Restaurant information
- Established: 2009
- Closed: 2026
- Head chef: Jarno Eggen
- Food type: French
- Rating: Michelin Guide
- Location: Hoogeveenseweg 17, Zuidwolde, 7921 PC, Netherlands
- Seating capacity: 50
- Website: Official website

= De Groene Lantaarn =

De Groene Lantaarn was a restaurant located in Zuidwolde in the Netherlands. It was a fine dining restaurant that was awarded its first Michelin star in 2011 and held this until 2015. It received its second Michelin star in 2016.

The Head chef of the kitchen is Jarno Eggen. The restaurant is a member of Les Patrons Cuisiniers.

The restaurant is housed in an old Saxonian farmhouse—where the oldest parts of the farmhouse was dated to exist since the end of the 1700s.

******

**Brief 1:**
Name every field given in the restaurant information list at the top of the De Groene Lantaarn text.

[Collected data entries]

******

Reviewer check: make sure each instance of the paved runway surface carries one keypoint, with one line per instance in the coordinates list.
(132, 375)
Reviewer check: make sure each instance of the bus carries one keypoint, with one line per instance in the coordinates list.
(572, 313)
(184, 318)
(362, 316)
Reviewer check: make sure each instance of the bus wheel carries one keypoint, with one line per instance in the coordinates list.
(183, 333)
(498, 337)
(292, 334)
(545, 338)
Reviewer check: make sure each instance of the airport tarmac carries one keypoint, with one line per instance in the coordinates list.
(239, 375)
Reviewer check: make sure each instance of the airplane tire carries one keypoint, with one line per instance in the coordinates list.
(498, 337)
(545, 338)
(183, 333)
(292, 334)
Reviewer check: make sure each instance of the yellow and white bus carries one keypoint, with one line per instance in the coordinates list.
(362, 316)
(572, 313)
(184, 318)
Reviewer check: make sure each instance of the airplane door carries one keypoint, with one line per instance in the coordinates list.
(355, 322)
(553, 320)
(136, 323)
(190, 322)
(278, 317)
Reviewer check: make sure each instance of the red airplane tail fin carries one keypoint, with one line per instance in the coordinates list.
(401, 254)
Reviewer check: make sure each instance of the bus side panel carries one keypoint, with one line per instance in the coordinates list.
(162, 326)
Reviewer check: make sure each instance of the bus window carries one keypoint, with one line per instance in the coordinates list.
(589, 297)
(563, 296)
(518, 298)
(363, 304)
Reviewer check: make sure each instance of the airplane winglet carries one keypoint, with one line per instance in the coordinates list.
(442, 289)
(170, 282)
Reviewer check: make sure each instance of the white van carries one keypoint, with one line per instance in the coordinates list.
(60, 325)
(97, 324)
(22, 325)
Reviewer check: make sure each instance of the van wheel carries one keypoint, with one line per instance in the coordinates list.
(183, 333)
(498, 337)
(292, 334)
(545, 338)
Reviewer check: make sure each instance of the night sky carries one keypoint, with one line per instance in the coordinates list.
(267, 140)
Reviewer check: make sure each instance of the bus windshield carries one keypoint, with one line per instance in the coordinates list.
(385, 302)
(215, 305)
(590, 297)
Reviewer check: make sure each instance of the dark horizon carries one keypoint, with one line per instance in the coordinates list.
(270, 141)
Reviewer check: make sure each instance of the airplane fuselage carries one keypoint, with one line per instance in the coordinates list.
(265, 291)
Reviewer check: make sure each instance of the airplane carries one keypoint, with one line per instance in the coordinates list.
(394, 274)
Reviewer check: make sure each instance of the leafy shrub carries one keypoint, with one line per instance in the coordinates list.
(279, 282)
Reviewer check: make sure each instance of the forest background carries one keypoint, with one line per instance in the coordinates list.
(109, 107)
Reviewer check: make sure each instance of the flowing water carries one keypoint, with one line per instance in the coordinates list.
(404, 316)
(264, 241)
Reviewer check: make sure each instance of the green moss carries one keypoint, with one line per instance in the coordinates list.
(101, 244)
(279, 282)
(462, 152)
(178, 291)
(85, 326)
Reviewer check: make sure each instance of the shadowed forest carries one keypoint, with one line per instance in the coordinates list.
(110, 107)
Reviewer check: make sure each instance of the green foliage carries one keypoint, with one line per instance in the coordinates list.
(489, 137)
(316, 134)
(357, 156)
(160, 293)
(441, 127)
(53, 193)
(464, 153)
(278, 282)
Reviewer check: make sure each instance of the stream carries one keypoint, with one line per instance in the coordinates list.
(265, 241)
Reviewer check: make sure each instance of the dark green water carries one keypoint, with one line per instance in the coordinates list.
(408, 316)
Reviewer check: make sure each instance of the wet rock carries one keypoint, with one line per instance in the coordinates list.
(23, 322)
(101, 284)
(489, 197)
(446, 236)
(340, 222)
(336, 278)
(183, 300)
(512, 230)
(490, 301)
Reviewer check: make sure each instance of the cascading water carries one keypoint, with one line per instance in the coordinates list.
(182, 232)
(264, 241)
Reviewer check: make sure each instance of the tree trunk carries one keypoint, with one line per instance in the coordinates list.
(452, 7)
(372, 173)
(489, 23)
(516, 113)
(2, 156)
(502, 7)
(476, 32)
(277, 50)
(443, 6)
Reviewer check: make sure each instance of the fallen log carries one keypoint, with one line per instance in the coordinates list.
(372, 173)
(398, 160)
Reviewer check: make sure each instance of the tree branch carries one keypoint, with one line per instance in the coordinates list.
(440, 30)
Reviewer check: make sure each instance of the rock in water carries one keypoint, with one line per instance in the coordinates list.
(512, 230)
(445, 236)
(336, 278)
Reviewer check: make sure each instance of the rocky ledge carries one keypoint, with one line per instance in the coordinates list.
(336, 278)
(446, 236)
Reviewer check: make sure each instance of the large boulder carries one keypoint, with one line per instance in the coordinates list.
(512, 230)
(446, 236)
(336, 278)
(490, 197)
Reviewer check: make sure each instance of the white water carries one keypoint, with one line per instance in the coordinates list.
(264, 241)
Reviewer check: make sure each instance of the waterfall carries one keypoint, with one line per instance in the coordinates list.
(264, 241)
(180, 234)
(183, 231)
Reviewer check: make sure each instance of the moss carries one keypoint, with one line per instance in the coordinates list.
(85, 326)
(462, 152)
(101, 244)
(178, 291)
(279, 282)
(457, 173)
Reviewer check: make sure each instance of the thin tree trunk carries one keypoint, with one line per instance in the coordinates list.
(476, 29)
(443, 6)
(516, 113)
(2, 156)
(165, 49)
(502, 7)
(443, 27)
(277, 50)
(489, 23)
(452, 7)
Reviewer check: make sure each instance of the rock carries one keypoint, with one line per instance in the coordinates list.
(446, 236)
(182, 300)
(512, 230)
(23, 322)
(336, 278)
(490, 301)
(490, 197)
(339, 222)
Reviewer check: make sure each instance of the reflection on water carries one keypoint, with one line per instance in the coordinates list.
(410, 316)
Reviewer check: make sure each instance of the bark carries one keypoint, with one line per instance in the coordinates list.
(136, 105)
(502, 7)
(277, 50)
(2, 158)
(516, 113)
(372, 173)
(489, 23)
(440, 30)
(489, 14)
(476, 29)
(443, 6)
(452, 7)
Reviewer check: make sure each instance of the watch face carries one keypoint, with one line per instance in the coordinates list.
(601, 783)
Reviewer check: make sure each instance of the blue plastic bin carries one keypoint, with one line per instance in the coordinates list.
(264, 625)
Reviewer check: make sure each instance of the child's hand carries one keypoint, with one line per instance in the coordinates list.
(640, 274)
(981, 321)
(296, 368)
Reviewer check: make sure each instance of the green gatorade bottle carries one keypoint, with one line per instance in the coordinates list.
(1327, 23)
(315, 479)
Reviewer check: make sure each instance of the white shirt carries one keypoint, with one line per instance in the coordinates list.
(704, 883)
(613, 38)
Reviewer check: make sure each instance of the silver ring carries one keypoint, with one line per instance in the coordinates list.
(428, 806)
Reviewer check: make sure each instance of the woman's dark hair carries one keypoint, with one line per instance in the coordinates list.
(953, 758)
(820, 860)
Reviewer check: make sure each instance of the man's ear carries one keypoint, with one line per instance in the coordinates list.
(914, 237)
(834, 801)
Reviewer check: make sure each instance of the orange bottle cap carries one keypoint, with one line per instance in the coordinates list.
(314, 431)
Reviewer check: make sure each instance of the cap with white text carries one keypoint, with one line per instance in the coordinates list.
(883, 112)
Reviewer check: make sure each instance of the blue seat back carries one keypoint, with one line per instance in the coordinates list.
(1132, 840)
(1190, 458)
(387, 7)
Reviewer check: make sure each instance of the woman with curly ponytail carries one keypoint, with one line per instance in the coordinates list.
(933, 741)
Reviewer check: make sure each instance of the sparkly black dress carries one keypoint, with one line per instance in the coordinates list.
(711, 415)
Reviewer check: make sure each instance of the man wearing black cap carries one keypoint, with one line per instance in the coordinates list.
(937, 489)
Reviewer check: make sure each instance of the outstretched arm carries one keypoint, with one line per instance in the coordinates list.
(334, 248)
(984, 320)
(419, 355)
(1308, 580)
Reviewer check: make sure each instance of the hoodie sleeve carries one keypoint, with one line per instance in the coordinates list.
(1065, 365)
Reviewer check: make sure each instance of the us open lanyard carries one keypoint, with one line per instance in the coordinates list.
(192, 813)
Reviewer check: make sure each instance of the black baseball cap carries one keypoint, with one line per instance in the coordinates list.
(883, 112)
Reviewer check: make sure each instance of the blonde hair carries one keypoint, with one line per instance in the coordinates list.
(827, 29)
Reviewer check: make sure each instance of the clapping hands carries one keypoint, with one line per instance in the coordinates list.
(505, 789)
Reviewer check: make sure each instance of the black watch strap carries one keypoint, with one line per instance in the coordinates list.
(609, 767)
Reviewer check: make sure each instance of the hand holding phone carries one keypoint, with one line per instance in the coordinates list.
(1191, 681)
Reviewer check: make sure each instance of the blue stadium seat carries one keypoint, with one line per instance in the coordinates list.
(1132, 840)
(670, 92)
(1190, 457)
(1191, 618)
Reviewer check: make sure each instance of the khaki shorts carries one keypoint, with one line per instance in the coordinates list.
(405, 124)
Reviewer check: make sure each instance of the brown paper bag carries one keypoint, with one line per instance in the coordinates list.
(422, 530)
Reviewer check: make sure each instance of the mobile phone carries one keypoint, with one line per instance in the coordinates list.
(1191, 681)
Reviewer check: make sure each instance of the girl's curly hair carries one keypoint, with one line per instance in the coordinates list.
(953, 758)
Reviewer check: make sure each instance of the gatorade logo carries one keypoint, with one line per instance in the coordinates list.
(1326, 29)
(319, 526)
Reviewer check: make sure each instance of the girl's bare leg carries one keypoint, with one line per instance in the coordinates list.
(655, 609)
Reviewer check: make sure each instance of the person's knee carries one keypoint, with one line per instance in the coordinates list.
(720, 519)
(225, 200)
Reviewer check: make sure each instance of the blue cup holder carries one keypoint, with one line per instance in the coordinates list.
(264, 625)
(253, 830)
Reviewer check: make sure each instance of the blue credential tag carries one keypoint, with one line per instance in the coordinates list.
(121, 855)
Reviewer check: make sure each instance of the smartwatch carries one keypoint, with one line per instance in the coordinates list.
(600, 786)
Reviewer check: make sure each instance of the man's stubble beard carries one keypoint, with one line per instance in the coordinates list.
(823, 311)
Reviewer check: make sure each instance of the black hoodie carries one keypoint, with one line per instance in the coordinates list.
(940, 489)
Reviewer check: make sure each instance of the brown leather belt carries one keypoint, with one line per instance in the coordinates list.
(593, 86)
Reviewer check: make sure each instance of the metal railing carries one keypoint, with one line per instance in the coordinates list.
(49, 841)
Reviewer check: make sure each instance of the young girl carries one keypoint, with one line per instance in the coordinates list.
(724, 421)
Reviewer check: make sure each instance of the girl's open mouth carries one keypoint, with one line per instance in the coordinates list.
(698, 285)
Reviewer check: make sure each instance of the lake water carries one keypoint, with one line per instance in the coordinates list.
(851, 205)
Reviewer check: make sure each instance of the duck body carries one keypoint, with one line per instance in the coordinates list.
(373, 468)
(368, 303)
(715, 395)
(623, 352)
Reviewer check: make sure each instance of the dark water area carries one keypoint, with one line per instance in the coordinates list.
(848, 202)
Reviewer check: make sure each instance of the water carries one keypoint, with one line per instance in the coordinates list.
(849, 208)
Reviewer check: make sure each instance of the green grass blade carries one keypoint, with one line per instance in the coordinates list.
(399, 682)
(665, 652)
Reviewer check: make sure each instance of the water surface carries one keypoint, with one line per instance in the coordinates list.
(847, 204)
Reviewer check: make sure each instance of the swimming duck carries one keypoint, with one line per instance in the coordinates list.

******

**Brief 2:**
List each line of the records that holds the word "hair".

**Solution 1:**
Established, Closed, Head chef, Food type, Rating, Location, Seating capacity, Website

**Solution 2:**
Reviewer check: make sure each instance of the woman's dark hair carries one keypoint, with one line per instance in the coordinates list.
Reviewer check: make sure each instance of the blonde hair carries one keypoint, with one line per instance in the coordinates list.
Reviewer check: make sure each instance of the girl's curly hair carries one keypoint, with one line per instance in the coordinates list.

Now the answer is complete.